▶ **Prompt**: Give the material below, from the line containing "supposedly the white" through the last line, as a numbered list without any blank lines.

▶ **Rows from a dataset for box labeling**:
=====
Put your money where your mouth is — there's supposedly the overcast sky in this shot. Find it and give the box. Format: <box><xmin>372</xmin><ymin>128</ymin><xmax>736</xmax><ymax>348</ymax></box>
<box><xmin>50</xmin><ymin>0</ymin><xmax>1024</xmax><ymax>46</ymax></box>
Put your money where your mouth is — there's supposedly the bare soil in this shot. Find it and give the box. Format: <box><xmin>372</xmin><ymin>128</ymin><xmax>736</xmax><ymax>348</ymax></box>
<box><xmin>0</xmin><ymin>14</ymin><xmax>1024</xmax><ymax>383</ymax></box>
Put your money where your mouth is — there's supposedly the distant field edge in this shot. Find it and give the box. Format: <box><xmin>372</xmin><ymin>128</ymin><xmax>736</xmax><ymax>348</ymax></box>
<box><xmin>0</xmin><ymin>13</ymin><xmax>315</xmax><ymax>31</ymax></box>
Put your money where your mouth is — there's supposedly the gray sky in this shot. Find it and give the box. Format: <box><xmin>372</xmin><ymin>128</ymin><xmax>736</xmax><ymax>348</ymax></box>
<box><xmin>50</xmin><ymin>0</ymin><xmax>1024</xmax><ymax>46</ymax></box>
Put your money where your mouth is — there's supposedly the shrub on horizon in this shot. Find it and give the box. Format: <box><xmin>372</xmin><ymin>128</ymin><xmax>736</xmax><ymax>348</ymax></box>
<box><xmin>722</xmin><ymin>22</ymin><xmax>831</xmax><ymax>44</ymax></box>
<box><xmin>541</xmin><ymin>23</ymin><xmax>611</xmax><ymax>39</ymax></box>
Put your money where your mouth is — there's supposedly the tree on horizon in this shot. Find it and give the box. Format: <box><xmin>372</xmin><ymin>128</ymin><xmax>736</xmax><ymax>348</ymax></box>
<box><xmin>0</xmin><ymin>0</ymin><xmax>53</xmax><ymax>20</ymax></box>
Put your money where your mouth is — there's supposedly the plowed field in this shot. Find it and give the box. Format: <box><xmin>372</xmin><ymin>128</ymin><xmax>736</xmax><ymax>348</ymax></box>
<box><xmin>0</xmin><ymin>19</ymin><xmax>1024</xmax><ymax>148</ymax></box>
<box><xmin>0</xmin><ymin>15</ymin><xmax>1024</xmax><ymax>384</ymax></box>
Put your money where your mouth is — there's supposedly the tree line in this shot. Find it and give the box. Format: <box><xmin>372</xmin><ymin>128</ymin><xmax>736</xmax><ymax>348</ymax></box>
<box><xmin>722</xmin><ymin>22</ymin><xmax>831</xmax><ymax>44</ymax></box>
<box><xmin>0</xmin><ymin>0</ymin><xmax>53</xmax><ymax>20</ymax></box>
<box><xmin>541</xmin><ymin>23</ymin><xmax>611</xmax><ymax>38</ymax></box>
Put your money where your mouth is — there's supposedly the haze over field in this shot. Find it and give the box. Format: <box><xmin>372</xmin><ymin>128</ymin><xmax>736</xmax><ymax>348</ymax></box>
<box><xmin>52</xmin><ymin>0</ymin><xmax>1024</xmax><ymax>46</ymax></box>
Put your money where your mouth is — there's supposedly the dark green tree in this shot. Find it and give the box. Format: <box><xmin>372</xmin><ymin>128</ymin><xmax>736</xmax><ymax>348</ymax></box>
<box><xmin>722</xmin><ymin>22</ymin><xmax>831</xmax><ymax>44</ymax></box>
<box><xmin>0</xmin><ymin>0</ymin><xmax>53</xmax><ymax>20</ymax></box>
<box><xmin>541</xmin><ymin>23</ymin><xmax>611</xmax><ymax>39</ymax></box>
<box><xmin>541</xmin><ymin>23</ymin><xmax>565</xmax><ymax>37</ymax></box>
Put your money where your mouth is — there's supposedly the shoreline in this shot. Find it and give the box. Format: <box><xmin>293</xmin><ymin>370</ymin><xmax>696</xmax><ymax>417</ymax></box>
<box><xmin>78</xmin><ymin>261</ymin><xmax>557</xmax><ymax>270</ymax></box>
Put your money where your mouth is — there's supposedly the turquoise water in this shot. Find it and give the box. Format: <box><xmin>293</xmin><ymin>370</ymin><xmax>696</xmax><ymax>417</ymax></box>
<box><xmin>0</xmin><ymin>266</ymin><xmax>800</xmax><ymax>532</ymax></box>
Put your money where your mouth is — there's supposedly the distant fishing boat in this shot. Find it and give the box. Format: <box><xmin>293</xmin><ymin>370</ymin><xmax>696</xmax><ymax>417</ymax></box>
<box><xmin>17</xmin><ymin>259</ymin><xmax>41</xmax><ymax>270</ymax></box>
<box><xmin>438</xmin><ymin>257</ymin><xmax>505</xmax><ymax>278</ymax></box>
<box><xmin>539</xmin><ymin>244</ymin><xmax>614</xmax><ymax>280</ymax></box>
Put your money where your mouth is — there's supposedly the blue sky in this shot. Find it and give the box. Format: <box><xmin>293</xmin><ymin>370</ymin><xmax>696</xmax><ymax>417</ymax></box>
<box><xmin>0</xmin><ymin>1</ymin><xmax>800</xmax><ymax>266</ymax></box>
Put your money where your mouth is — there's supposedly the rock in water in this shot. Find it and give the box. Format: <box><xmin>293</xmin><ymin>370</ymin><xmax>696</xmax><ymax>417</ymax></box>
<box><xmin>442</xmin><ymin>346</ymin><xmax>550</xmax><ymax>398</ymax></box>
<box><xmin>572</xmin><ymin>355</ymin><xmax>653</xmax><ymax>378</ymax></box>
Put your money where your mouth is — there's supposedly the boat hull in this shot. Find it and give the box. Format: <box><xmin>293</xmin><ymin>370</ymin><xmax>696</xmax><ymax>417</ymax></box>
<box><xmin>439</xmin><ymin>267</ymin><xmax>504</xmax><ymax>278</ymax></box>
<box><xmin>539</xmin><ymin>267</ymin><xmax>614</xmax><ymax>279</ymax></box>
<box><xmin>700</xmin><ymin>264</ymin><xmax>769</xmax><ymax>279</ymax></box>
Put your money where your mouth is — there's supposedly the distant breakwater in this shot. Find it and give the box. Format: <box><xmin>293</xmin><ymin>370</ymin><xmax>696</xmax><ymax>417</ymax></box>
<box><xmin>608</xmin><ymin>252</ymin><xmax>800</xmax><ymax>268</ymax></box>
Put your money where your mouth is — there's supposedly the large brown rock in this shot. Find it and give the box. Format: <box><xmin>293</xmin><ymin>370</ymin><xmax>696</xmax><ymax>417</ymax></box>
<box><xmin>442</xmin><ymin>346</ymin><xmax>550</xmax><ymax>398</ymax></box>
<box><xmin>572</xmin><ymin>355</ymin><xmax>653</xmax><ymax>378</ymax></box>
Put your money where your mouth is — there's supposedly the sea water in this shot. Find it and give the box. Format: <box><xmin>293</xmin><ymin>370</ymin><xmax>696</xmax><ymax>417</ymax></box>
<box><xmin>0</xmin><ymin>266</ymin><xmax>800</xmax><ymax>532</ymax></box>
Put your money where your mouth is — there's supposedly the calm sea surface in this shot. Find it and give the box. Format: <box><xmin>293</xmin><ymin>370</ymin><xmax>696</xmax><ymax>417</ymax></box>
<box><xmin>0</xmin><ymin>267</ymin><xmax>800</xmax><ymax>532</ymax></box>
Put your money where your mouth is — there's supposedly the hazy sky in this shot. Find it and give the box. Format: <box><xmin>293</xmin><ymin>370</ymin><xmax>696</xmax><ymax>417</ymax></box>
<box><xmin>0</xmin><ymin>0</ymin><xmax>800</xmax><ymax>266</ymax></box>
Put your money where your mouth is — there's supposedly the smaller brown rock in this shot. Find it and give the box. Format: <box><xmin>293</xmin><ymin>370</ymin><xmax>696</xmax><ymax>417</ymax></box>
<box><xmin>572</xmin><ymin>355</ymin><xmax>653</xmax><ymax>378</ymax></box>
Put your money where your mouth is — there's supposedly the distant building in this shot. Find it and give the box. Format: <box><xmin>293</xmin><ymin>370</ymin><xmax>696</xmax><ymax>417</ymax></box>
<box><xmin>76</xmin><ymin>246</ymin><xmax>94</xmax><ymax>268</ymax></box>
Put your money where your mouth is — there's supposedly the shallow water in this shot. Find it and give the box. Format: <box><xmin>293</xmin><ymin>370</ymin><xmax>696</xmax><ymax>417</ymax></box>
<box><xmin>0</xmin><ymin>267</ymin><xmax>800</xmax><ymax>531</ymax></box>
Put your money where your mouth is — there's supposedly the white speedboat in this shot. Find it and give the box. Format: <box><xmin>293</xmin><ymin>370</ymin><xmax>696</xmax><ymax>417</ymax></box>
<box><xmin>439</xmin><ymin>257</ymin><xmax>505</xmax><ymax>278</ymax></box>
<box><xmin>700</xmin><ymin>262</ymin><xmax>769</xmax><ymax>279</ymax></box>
=====
▶ **Task response**:
1. Put your money where your mouth is — there's supposedly the white speedboat in this shot. Find it and give the box. Format: <box><xmin>293</xmin><ymin>370</ymin><xmax>696</xmax><ymax>417</ymax></box>
2. <box><xmin>439</xmin><ymin>257</ymin><xmax>505</xmax><ymax>278</ymax></box>
3. <box><xmin>700</xmin><ymin>262</ymin><xmax>769</xmax><ymax>279</ymax></box>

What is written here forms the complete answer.